## BEGIN

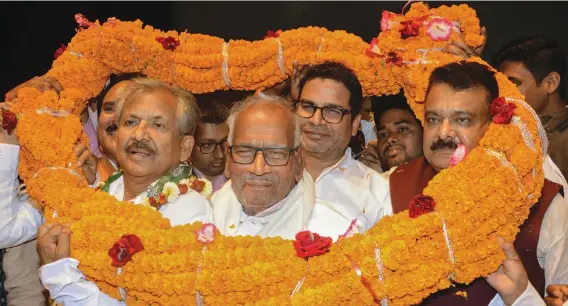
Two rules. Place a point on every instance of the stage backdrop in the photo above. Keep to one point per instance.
(32, 31)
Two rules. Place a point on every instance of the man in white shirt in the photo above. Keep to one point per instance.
(330, 98)
(156, 124)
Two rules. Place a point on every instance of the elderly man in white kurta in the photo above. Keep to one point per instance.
(269, 194)
(330, 98)
(156, 124)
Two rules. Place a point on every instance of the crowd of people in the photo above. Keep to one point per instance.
(287, 159)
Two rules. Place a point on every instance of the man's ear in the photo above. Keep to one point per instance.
(551, 82)
(300, 164)
(187, 142)
(355, 125)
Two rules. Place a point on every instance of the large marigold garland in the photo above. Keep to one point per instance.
(401, 260)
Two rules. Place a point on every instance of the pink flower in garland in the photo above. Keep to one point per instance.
(420, 205)
(273, 34)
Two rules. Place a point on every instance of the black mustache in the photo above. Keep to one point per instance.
(441, 144)
(141, 145)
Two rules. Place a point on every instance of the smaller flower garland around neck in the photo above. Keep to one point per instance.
(169, 187)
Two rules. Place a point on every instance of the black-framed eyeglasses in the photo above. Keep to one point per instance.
(210, 147)
(245, 155)
(331, 114)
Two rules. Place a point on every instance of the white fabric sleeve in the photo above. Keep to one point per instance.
(20, 221)
(67, 285)
(529, 298)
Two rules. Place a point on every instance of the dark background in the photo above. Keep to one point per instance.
(32, 31)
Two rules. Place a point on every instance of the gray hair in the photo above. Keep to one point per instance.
(187, 110)
(262, 98)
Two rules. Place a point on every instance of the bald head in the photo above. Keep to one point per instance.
(261, 180)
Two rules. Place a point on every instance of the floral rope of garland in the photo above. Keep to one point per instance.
(251, 270)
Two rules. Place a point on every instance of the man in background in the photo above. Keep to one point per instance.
(537, 66)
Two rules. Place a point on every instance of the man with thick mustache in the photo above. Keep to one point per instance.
(330, 98)
(457, 112)
(268, 194)
(153, 140)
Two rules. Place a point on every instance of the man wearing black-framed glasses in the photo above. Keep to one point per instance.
(328, 106)
(208, 156)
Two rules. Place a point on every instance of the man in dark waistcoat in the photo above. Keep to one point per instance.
(457, 112)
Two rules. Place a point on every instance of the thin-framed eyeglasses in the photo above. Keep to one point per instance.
(210, 147)
(330, 113)
(245, 155)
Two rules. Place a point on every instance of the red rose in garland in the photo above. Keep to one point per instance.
(169, 43)
(122, 251)
(502, 111)
(308, 244)
(420, 205)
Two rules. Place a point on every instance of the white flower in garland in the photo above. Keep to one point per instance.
(171, 191)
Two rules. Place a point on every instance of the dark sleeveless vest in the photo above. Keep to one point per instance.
(411, 178)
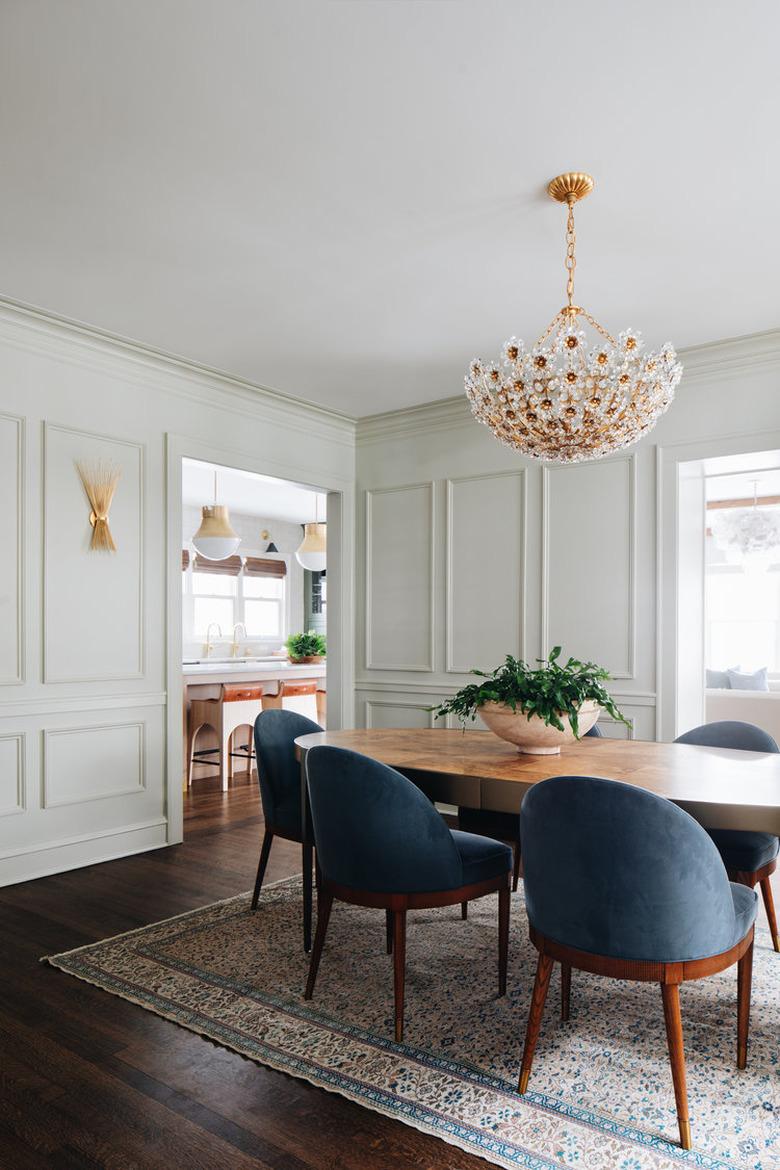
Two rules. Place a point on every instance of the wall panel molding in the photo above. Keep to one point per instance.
(370, 704)
(71, 342)
(373, 661)
(52, 675)
(627, 669)
(15, 515)
(69, 704)
(13, 752)
(481, 542)
(91, 776)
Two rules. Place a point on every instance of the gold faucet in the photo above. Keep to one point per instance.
(234, 647)
(207, 647)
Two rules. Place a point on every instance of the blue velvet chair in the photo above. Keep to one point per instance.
(278, 773)
(504, 826)
(750, 858)
(380, 842)
(625, 883)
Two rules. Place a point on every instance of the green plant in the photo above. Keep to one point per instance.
(550, 690)
(306, 645)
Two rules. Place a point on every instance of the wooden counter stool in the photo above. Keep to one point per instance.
(295, 695)
(236, 706)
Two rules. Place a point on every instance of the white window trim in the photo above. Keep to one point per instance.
(188, 607)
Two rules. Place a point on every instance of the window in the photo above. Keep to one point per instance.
(263, 606)
(214, 599)
(252, 591)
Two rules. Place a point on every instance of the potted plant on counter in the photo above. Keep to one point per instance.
(308, 647)
(538, 709)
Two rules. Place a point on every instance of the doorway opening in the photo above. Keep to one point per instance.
(729, 590)
(254, 620)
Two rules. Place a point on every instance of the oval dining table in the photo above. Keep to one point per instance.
(718, 786)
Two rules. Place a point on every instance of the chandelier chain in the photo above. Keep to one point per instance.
(571, 259)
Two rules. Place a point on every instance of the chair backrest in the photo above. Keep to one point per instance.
(374, 830)
(615, 871)
(730, 734)
(278, 771)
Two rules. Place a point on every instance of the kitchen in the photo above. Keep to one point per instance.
(254, 614)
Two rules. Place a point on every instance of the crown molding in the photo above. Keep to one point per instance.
(38, 330)
(702, 363)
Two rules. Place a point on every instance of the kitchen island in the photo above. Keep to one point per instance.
(204, 679)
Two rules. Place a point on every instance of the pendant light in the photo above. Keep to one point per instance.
(570, 397)
(311, 553)
(215, 538)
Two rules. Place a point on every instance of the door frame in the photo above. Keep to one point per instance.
(340, 592)
(668, 459)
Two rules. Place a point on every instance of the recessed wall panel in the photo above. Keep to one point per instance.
(89, 763)
(588, 604)
(92, 612)
(12, 775)
(11, 543)
(387, 714)
(399, 578)
(485, 538)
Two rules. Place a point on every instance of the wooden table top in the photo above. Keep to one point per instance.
(719, 786)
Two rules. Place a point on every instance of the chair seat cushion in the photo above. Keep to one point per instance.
(745, 906)
(482, 858)
(505, 826)
(744, 851)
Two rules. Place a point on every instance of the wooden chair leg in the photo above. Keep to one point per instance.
(191, 754)
(268, 840)
(399, 969)
(308, 853)
(540, 985)
(503, 937)
(744, 982)
(324, 904)
(674, 1020)
(768, 906)
(565, 990)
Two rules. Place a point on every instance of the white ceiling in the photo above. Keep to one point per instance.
(345, 200)
(249, 494)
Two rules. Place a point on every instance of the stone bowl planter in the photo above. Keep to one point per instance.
(533, 735)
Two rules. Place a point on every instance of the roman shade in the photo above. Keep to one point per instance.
(263, 566)
(228, 568)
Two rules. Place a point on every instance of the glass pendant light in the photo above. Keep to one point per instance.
(570, 398)
(215, 538)
(311, 553)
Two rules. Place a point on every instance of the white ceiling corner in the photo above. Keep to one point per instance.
(345, 201)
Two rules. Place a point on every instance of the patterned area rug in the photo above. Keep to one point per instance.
(601, 1092)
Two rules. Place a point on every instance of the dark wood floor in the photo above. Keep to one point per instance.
(88, 1080)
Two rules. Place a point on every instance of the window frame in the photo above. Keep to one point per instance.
(188, 596)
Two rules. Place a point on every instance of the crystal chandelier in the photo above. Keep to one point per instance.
(565, 399)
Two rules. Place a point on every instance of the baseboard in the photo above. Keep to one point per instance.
(87, 851)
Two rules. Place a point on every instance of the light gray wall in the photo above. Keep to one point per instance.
(84, 693)
(467, 551)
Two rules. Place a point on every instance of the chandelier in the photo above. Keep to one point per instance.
(752, 532)
(565, 399)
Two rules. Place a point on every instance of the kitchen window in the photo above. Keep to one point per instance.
(226, 592)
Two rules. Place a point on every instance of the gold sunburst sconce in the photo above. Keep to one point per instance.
(570, 398)
(99, 479)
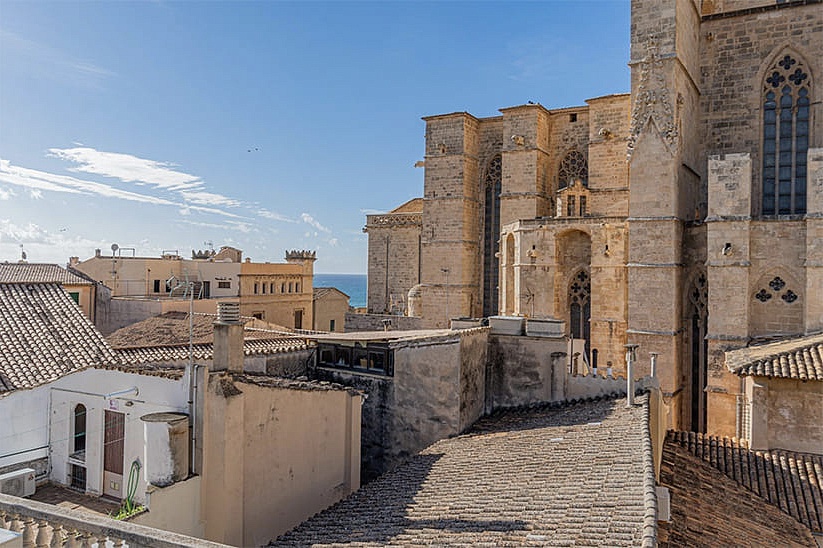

## END

= Your goal =
Repeat every one of the records above word for word, but leave out the pictures.

= Task output =
Two rules. Place a point on every instance of the stage backdrop in the photo above. Keep to one point per instance.
(32, 31)
Two rules. Place a point on every instance of the man in white shirt in the photo above. Keep to one point per instance.
(330, 98)
(156, 124)
Two rules. Place a point on every instance of the elderly man in white kurta in the photo above. Keep to one point per instance.
(269, 194)
(330, 98)
(156, 124)
Two rules. Place a point on every instance of the crowd of people in the photo above. Keep to one point per instance.
(287, 159)
Two rules. Place a point on every instance of the man's ear in the photo above. Keep to one point per instance.
(551, 82)
(300, 164)
(187, 142)
(355, 125)
Two rules. Place a point on every instance of the large marigold garland in the photo above. Keep to one point per instance.
(401, 260)
Two rules. Place a point on every instance of the pink flower in garland in the photo above. Keep to one point per instance.
(420, 205)
(273, 34)
Two rules. Place a point on every instance of the black mustache in the photo above. Keep to one point per instance.
(441, 144)
(141, 145)
Two rules. Place a point on every instance of the smaller flower garland around neck in the photo above. Keep to one point per instance.
(169, 187)
Two rules. Place a point on every instance of the black-framed eyeglasses in the photo above. Keep to one point per instance.
(210, 147)
(245, 155)
(331, 114)
Two rules. Place a point on every instance of the white fabric sleeve in the photo above. Keep to one point per instance.
(20, 221)
(67, 285)
(529, 298)
Two rules. Place a point on every instance of the dark background in the photo above. Keep to one point per instance.
(32, 31)
Two rules. Place a point on every instance of the gray hair in the photo above. Keep to one point per instance.
(187, 110)
(262, 98)
Two rules. Place a point on every instance of the bald head in the photo above. Keep to one point per instance.
(261, 180)
Two rules. Place a point on every instance of the floral rope of garland in the photo above. Keep to one point per instance.
(251, 270)
Two rules. Place a point on every instance of the man in background in the photo above. Keep to one point per instance.
(537, 66)
Two rules. Place a point on every instance of the man with thick mustache in the photo above. Keep to one point per instance.
(330, 98)
(457, 112)
(268, 194)
(153, 140)
Two rules. Place a point on every instance of the man wearing black-framed glasses in the photo above. Keep to one point per instance.
(328, 106)
(208, 156)
Two rules. Place a point on every instance of the man in dark waistcoat in the photo above. Keep to one point per instance.
(457, 112)
Two rules. Place a point on every instance of the thin-framed eyeglasses in the photo above. Keep to one point per instance.
(210, 147)
(330, 113)
(245, 155)
Two rules. Place a point on every instance of the red rose in garland in the photo above. Keep to one point per instance.
(169, 43)
(122, 251)
(502, 111)
(308, 244)
(420, 205)
Two rules. Place a point on every instance of the white flower in garland in the photo above. Keep to one point per instance.
(171, 191)
Two rules. Place a point on every instance of the dark sleeveless vest in the photo above. Keep to one point per instance.
(411, 178)
Two rules. Place a point on every instance of the wall panel molding in the photo above. Keep to one point per instance.
(370, 704)
(71, 342)
(373, 661)
(52, 675)
(627, 669)
(15, 515)
(69, 704)
(13, 752)
(481, 542)
(91, 776)
Two rules. Place a point on every instance of the gold faucet in the photo above. Keep to one point per instance.
(234, 647)
(207, 647)
Two rules. Place a point on every instance of the blue velvet chair in the photo above. Keep to one point per instance.
(278, 773)
(504, 826)
(750, 858)
(380, 842)
(625, 883)
Two rules. Place a point on every instance of the green plant in the photo above. Keep to one point per instance.
(550, 690)
(306, 645)
Two rules. Place a point on every instance of the wooden counter stool in the photo above. Keep to one point per instance.
(295, 695)
(236, 706)
Two rules. Place a point on every instance of the white window trim in the photo above. Keep to one point per instance.
(188, 607)
Two rules. Place a point on every instance of the window in the photo above. Keep to one point per instance.
(263, 606)
(214, 599)
(252, 591)
Two rules. Place a point on every instance of the potted plant on counter in the photo above. Keep to one point per instance.
(308, 647)
(538, 709)
Two rules. Place a point on every instance of the doorway opening in the photo above. Keep to one point per instance.
(729, 590)
(254, 620)
Two rules. Place a point on every instance of the oval dining table in the photo above. Keep to one point per instance.
(718, 786)
Two rules. Place a point on every instance of the chandelier chain in the photo above. Keep to one point per instance.
(571, 259)
Two rules. Place a point on every instance of the chair backrest in the photo above. Keep to one point per instance.
(374, 830)
(615, 871)
(730, 734)
(278, 771)
Two rules. Place a point on every instance of the kitchen in the photo above. Keep to one point per instance.
(254, 614)
Two rules. Place a point on every instance of the crown molding in the photo above. Keep to one point per instance.
(38, 330)
(702, 363)
Two rules. Place a point on every instance of the kitchen island in the photo above. Keep to one point per instance.
(204, 679)
Two rules. Place a point on every instance of the pendant light in the photo above. Keep to one point per instance.
(570, 397)
(311, 553)
(215, 538)
Two rules. Place a point on every instance of the door frame in the photo above. Keep to one point per instance.
(340, 592)
(668, 459)
Two rules. Place a point on every instance of the recessed wall panel in the photo above. Keep to one point per instance.
(89, 763)
(588, 604)
(92, 612)
(12, 775)
(11, 543)
(387, 714)
(399, 578)
(485, 538)
Two rules. Place a point on every instance of the wooden table top in the photo above. Keep to one point per instance.
(719, 786)
Two rules. Place a point on every instance of the chair seat cushion in the photo above. Keep to one point per instance.
(745, 906)
(482, 858)
(505, 826)
(744, 851)
Two rules. Place a point on every instance of the wooden chair leg in the photo above. Keep to one point per instance.
(191, 754)
(268, 840)
(399, 969)
(308, 853)
(540, 985)
(503, 937)
(744, 982)
(324, 904)
(674, 1020)
(768, 906)
(565, 990)
Two rules. Place a point on every instance of the white ceiling in the photo above. Keep to one point per instance.
(345, 200)
(249, 494)
Two rules. Place a point on every instance of the stone bowl planter in the photo above. Keep to one point per instance.
(533, 735)
Two rules. Place a point on every instance of the roman shade in the photo above. Keep to one point per instance.
(263, 566)
(228, 568)
Two rules. Place a point on every instance of the glass pendant light in the photo above. Keep to one point per instance.
(570, 398)
(215, 538)
(311, 553)
Two rules. Place a point on every instance of the white ceiling corner in the photo above. Keep to one point per instance.
(345, 201)
Two rules. Place a point on every instance of the patterned area rug in the photo above. Keep to one point per instance.
(601, 1092)
Two rules. Place a point on every instance of the dark wood floor in the photo above. Keep to one point per instance.
(88, 1080)
Two rules. Place a point on every instance of the window frame in the photo above. Keep to one point per instance.
(188, 596)
Two rules. Place a point on every instance of the crystal chandelier in the photo above. Keep to one point per instance.
(565, 399)
Two rules. Place a point on every instance of the baseboard in the photo above. Keep to one point per instance.
(87, 851)
Two rules. Place a point on every instance of the light gray wall in the photo above. Keep to one point per instance.
(84, 693)
(467, 551)
Two rules. Place a point on every instance of the chandelier in the photo above. Keep to one point per instance.
(752, 532)
(565, 399)
Two rules. Place a point on every instance of the kitchen window in the photo above. Keep to one point per instance.
(226, 592)
Two rules. Place a point on every instance of the gold sunburst sconce in the photo above. Keep to one point per instance.
(570, 398)
(99, 479)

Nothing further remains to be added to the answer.